Excerpted data:

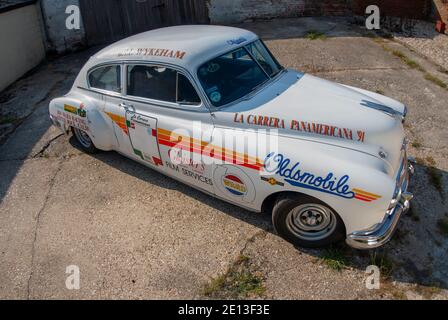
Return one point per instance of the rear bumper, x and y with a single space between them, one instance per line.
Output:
381 233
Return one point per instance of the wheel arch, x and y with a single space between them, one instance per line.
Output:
269 201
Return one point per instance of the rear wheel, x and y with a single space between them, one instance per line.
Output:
306 221
84 140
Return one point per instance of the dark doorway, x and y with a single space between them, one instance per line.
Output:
107 21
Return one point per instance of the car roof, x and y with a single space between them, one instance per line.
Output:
187 45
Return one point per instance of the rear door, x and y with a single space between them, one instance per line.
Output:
168 124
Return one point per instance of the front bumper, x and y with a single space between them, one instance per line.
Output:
381 233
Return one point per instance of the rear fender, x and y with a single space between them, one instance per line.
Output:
74 111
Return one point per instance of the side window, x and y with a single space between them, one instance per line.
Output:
186 93
158 83
106 78
161 83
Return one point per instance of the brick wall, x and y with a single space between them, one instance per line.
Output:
230 11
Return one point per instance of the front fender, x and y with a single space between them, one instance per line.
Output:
356 185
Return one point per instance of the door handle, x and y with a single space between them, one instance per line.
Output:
126 106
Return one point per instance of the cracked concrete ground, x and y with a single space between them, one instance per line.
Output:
137 234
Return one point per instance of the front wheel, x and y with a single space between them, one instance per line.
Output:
84 140
306 221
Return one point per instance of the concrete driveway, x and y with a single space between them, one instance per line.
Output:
135 234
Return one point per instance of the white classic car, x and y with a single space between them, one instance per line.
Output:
212 107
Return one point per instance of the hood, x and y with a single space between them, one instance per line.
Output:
312 108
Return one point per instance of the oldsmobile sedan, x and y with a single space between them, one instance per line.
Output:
212 107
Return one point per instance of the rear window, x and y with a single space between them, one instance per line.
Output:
106 78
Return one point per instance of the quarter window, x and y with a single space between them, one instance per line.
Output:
106 78
161 83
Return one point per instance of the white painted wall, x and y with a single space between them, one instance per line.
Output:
22 43
59 38
230 11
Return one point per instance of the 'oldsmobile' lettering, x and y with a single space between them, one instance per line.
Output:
293 174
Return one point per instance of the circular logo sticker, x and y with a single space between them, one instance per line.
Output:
215 96
234 185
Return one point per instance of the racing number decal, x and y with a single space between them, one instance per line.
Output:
233 183
143 136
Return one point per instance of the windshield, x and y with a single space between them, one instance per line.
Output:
237 73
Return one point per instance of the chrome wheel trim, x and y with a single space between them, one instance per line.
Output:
83 138
311 221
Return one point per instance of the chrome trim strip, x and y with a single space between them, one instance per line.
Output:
381 233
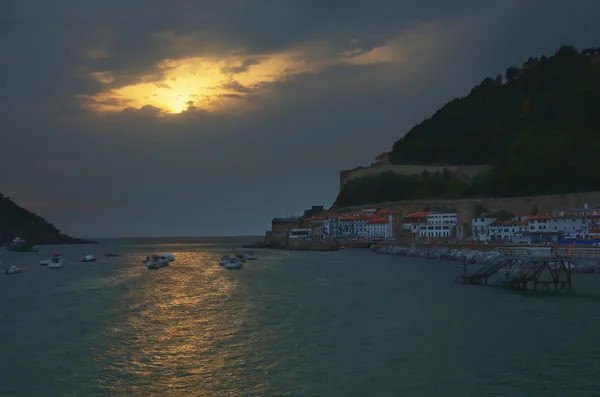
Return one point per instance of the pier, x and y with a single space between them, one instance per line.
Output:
543 268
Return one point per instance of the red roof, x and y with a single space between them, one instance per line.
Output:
378 221
418 215
538 218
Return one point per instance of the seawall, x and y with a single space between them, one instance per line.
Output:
465 208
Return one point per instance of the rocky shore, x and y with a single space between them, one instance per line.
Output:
469 255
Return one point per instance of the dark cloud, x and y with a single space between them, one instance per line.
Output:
141 172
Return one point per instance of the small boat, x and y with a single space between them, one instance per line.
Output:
224 260
55 262
156 261
13 270
169 256
233 264
19 244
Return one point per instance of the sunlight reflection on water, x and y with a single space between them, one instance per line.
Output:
184 329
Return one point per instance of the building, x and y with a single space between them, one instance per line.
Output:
411 224
285 224
382 158
379 228
480 227
302 234
539 229
315 210
352 226
576 212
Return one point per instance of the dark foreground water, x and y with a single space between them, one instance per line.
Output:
346 323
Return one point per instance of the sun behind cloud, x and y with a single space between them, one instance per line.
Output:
216 84
203 83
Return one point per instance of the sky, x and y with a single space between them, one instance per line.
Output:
198 118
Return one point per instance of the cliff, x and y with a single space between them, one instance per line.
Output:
19 222
537 126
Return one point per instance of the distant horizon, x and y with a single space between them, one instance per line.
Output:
170 237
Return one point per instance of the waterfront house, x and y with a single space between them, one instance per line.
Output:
382 158
285 224
481 227
412 222
301 234
379 227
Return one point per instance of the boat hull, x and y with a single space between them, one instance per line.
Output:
234 265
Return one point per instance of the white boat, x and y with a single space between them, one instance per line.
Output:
233 263
55 262
169 256
13 270
156 261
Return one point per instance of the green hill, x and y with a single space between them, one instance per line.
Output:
537 125
19 222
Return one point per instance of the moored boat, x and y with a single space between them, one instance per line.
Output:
169 256
13 270
19 244
56 262
234 263
156 261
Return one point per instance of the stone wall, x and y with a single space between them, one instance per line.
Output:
277 239
517 205
460 171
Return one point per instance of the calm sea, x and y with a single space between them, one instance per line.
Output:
347 323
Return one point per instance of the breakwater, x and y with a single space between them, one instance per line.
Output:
469 256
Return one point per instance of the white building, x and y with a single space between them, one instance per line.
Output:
379 227
481 228
568 225
507 231
438 226
303 234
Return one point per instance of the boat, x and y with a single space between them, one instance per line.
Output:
13 270
224 260
55 262
156 261
234 263
19 244
169 256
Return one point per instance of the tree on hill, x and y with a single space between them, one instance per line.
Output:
19 222
540 131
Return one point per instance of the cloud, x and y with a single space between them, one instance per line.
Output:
212 117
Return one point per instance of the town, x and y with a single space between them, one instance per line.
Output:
320 226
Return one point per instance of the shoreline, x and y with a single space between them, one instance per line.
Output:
464 254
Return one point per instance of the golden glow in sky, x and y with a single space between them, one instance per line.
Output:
200 82
213 83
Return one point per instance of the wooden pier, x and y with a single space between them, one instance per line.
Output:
542 268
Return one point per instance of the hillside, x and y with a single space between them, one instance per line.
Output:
537 125
19 222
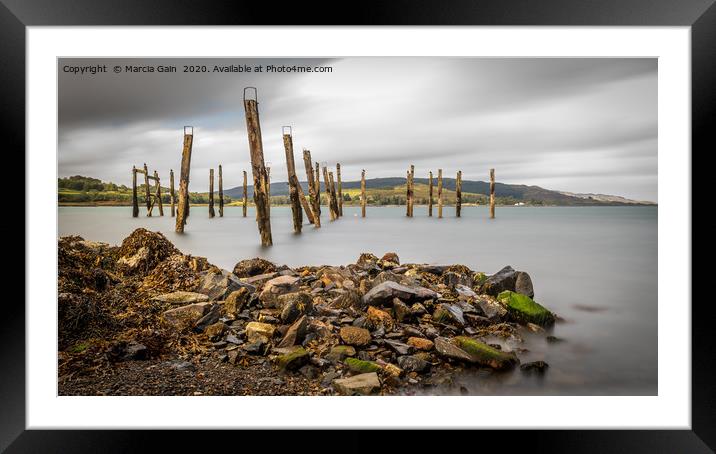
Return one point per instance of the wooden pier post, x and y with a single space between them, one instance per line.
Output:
458 193
183 204
362 193
245 199
159 193
147 193
211 193
492 193
221 193
314 208
258 169
340 190
430 193
293 184
135 201
172 198
440 193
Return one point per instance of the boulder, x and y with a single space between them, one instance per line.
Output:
181 298
353 335
218 284
186 316
421 343
293 359
295 333
524 309
385 292
363 384
484 355
255 330
360 366
276 287
499 282
411 363
294 305
523 284
253 267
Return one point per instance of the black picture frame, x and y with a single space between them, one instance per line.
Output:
700 15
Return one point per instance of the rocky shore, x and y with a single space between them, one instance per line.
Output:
144 319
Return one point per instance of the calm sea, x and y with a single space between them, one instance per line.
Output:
594 266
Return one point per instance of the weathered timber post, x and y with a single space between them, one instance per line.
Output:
292 181
440 193
318 187
492 193
362 193
221 193
315 204
245 199
211 193
328 194
458 193
159 193
147 194
171 191
183 204
135 201
430 193
340 190
258 168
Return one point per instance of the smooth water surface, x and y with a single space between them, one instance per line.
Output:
596 267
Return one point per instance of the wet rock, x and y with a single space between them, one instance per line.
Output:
493 310
295 333
211 317
411 363
276 287
292 360
385 292
256 330
399 347
185 316
181 298
421 343
363 384
448 314
523 284
340 352
352 335
524 309
376 318
485 355
499 282
402 311
294 305
360 366
535 366
253 267
236 301
218 284
215 331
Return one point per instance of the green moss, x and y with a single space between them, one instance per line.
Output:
292 360
360 366
524 309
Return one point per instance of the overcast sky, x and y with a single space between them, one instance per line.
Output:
579 125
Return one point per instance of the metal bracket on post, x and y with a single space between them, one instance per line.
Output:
256 94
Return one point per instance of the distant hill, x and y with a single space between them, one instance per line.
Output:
505 193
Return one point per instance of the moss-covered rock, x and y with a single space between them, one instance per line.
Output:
524 309
485 355
360 366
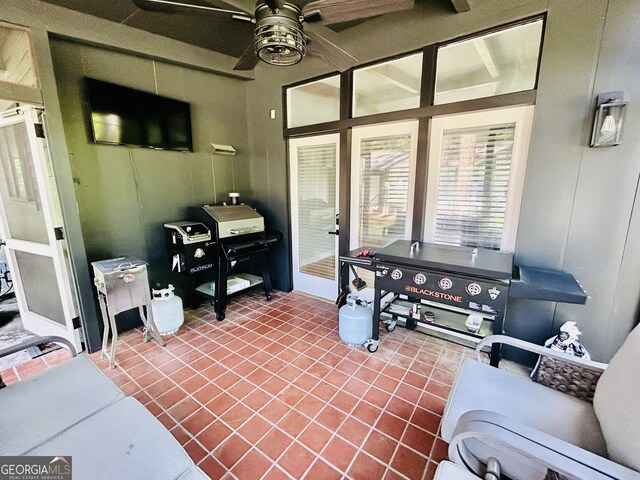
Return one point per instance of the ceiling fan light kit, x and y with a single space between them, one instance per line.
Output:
278 36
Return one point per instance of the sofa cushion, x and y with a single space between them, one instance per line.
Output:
616 403
123 441
39 407
481 387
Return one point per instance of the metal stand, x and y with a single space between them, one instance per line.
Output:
150 329
122 284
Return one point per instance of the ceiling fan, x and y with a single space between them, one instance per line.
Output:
279 38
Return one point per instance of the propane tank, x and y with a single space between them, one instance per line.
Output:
167 310
355 319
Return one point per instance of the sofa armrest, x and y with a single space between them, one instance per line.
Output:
525 452
32 342
532 347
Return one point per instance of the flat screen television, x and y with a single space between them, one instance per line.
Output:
124 116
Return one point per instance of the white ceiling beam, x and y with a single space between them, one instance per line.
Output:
397 77
482 48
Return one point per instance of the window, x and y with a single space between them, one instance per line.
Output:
383 159
314 102
494 64
476 170
16 61
388 86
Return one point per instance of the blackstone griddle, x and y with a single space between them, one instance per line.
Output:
449 283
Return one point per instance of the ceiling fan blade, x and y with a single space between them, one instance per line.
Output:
335 11
170 6
327 50
275 4
248 60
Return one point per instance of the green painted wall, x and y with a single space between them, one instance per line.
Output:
125 194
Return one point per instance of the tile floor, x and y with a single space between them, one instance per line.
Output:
271 392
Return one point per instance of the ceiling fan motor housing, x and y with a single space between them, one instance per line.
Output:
279 39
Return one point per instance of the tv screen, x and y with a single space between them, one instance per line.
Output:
124 116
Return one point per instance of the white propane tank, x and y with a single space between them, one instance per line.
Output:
167 310
355 319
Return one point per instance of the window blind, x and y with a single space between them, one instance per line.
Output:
473 185
384 189
317 209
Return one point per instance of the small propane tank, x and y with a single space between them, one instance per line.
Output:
355 317
167 310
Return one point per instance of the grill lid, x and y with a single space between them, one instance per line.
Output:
486 263
230 213
119 264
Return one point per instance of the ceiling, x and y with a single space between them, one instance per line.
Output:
218 34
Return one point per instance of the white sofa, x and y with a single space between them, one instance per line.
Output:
530 428
75 410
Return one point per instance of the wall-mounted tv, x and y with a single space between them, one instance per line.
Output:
124 116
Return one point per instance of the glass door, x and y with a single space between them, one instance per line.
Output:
314 206
31 226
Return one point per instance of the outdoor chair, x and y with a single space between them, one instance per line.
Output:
533 431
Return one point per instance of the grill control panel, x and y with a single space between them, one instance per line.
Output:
485 296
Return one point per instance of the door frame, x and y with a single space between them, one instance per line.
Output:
325 290
359 133
54 249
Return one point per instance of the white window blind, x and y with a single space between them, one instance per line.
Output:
473 185
317 209
384 189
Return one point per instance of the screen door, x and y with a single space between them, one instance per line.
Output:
31 226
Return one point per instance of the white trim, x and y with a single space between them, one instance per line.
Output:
523 117
372 131
52 249
310 284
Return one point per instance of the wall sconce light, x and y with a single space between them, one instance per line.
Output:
608 122
218 149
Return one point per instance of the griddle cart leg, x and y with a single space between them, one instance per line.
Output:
150 329
220 303
266 276
109 324
105 319
494 356
373 343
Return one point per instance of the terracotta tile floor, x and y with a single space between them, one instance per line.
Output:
271 392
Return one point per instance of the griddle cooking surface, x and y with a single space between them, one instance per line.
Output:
486 263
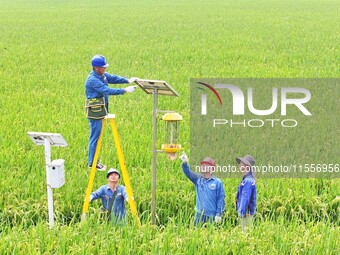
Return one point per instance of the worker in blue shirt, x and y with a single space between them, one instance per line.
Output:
246 193
113 197
96 86
209 191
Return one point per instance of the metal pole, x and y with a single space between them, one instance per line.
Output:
49 189
154 155
93 173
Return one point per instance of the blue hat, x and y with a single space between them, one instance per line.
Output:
112 170
99 61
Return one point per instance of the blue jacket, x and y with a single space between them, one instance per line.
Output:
105 193
209 193
246 196
97 86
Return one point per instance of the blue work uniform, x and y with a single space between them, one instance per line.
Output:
96 85
209 196
246 196
106 194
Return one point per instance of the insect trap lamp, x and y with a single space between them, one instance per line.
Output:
171 134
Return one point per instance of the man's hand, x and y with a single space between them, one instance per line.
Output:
133 79
218 219
130 89
184 158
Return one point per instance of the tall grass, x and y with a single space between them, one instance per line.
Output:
45 50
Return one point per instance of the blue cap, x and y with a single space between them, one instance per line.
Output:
112 170
99 61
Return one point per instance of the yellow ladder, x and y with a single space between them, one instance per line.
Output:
125 174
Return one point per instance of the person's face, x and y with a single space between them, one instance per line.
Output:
99 70
113 177
244 168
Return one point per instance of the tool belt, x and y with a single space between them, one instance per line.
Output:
95 108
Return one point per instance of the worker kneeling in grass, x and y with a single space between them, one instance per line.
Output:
113 197
209 191
246 193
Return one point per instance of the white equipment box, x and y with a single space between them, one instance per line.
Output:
55 175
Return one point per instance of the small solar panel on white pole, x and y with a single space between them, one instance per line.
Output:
54 169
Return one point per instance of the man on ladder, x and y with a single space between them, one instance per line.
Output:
97 89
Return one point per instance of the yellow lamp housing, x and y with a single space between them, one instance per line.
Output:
171 132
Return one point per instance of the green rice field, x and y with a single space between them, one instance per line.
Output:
45 52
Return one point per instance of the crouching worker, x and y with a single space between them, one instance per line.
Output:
246 193
209 191
113 198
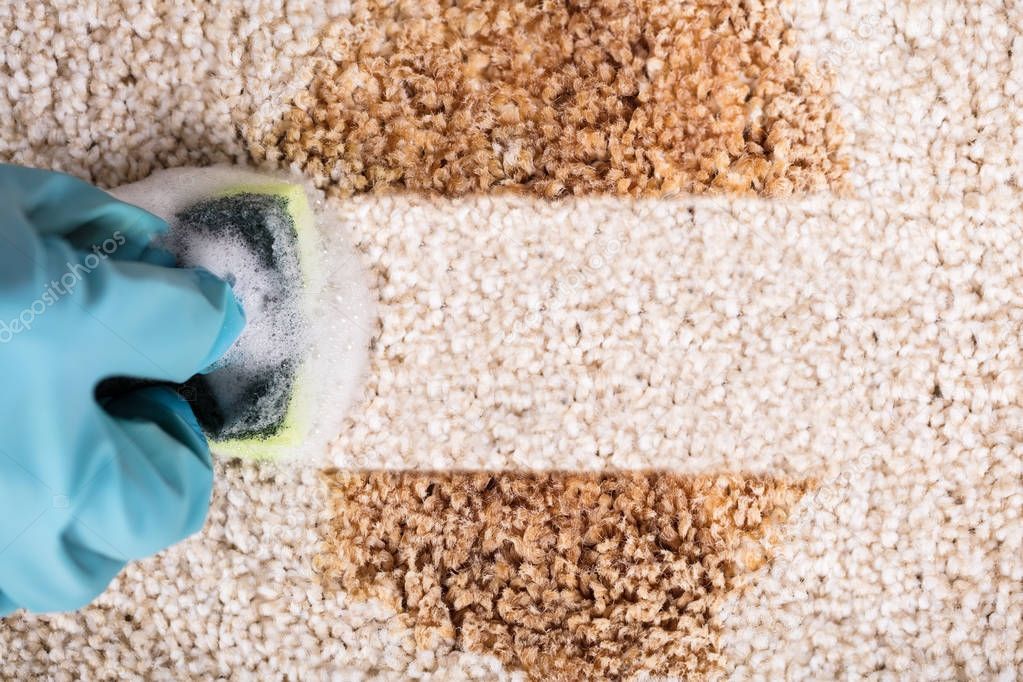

Exercise prompt: How many lines above contain the string "surface", with uppercase and lowercase treated as different? Give only the number.

Reply to the task: 2